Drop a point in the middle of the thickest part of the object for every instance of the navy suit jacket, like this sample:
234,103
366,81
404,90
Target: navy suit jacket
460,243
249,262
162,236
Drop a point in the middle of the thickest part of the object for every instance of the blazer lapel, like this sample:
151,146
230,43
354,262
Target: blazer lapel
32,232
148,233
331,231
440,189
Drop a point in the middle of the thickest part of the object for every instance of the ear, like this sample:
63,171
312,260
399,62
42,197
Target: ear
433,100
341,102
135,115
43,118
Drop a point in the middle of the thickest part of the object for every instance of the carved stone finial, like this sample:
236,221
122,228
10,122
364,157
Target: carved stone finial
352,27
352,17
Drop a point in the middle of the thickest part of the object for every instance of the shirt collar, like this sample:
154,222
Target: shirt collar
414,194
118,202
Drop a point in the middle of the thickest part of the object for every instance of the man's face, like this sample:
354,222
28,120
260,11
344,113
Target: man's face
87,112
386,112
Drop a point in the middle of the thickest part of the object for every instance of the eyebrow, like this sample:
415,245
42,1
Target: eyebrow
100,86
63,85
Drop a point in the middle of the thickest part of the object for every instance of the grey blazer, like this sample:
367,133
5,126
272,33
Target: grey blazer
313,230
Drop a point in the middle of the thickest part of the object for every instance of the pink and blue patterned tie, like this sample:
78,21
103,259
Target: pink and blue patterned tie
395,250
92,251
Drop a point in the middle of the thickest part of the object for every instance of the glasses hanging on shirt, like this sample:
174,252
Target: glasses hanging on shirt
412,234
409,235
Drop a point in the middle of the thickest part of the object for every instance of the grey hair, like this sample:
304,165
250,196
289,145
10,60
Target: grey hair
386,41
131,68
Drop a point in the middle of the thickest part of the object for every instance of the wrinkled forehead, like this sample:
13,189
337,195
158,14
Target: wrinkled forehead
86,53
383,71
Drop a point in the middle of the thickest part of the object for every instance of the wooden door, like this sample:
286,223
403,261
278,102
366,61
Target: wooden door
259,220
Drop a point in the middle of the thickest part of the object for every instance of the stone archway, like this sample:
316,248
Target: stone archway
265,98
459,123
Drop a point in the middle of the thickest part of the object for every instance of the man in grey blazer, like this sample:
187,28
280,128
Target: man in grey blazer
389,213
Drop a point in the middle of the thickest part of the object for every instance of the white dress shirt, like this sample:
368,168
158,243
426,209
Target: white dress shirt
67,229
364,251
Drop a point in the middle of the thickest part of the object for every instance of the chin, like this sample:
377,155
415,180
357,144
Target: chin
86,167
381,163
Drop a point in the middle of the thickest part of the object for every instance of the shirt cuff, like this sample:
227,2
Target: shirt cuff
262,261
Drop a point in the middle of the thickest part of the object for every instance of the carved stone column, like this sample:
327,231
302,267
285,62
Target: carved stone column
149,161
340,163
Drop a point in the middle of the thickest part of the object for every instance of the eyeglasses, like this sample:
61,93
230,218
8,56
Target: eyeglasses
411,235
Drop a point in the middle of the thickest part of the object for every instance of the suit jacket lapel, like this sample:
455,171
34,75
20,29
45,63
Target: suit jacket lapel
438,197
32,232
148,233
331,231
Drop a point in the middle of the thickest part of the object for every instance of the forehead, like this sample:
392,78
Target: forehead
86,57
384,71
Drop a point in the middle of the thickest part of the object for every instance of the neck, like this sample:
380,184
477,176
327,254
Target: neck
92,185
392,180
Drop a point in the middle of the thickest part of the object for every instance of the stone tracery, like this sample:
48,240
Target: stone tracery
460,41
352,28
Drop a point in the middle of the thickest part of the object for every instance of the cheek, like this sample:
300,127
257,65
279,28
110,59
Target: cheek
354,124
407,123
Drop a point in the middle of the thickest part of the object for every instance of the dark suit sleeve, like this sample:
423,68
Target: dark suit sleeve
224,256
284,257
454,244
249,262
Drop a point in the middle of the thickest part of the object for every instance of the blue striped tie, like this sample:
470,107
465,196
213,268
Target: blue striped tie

#### Task to complete:
Write out every line of the records exactly.

#### The result:
Drop a point in the middle of the thickest part of the object for every instance of the navy suit jacket, like this sample:
234,103
366,81
404,90
Target: navy suit jacket
460,243
249,262
162,236
Drop a point in the middle of the thickest part of the object for every instance of the blazer lapel, like this sample:
151,146
230,43
354,262
Target: blazer lapel
32,232
148,233
331,231
440,189
Drop a point in the middle of the thickest part of the object for every instance of the ear, like this sample:
63,171
312,260
399,62
42,197
Target: ear
433,100
341,102
135,115
43,118
Drop a point in the middle of the thickest part of the object for every instance of the carved stone finial, like this sample:
236,221
122,228
10,122
364,157
Target: carved stone finial
352,27
352,17
Drop a point in the middle of the thickest part of the object for every instance of the shirt collar, like this sample:
154,222
Target: shirt collar
414,194
118,202
Drop a point in the middle of the thickest part of the object for every instance of the man's face, like this sample:
354,222
28,120
260,11
344,113
Target: man's face
87,112
386,112
Drop a point in the middle of the thickest part of the object for every instance of the eyebrow, like this sample:
415,245
42,1
Target: eyebrow
100,86
63,85
Drop a point in the middle of the thickest part of the object for every instance of the grey blazer, like this sample:
367,133
5,126
272,33
Target: grey blazer
313,230
Drop a point in the middle of the thickest part of the object for every instance of the pink and blue patterned tie, like this sample:
78,21
103,259
Target: pink and blue patterned tie
395,250
92,251
Drop a point in the middle of the thickest part of the object for every instance of the glasses hanging on shirt, like this sample:
174,252
Target: glasses hanging on shirt
412,234
409,235
Drop a point in the middle of the thickest part of the object for every instance of the grey hair, like this sample:
304,165
250,196
289,145
10,60
Target: grey hair
386,41
131,68
Drop a point in the middle of the thickest part of the object for every instance of the wrinkled forehead, like this sample:
13,189
337,195
158,14
Target: wrinkled forehead
86,53
383,71
Drop a point in the middle of the thickest part of the object for every instance of the wooden door, like this sample:
286,223
403,261
278,102
366,61
Target: wooden door
259,220
Drop a point in the middle of the thickest part of the object for every instance of the stone archway, like this sample:
316,248
Target: stone archway
265,98
459,123
Drop a point in the middle of the thickest part of the object for every instance of the man in grey blazer, like this sample:
187,28
280,128
Target: man in grey blazer
389,213
Drop a point in the middle of the thickest part of the object for every instance of the white dress shirt, like this sample:
368,168
158,243
426,209
Target: white dress shirt
67,229
364,251
Drop a point in the middle of the thickest part of the object for every instance of the chin, like this sample:
377,155
415,180
357,144
Target: chin
86,167
381,163
Drop a point in the middle of the thickest part of the object for every instance of the shirt cuff, like this sample:
227,2
Target: shirt cuff
262,261
Drop a point in the middle of the thickest part of the object for every instance of the carved stone column, like this sample:
327,231
302,267
285,62
Target: carved stone column
149,161
340,163
Drop a point in the middle of the thickest part of the object for every instance of the eyeglasses, like this sample:
61,93
230,218
8,56
Target: eyeglasses
411,235
Drop a point in the middle of the thickest part of the object for every instance of the suit jacket lapel, like this sample:
455,171
34,75
20,29
45,63
Target: suit jacket lapel
438,197
32,232
148,233
331,231
Drop a point in the middle of the thickest part of the object for every instance of the forehead, like this sample:
392,78
Target: forehead
86,57
384,71
Drop a point in the middle of the thickest part of the object for every instance of the neck, like this sample:
380,184
477,176
327,254
Target: neck
92,185
392,180
Drop a point in the middle of the thickest part of the object for every instance of the stone tracery, like this sample:
48,240
Target: stone tracery
460,41
352,28
Drop a point in the middle of the thickest part of the object for every instance of the cheek, like this sample:
300,127
257,65
279,28
110,59
Target: cheek
354,124
407,123
Drop a point in the middle of the thickest part of the object for every instance of the dark suit sleeve, like this sample:
423,68
Target: dark suit sleeve
224,256
284,257
454,244
249,262
Drop a point in the middle of the thickest part of the object for every instance of the blue striped tie, like this sample:
470,107
465,196
213,268
Target: blue striped tie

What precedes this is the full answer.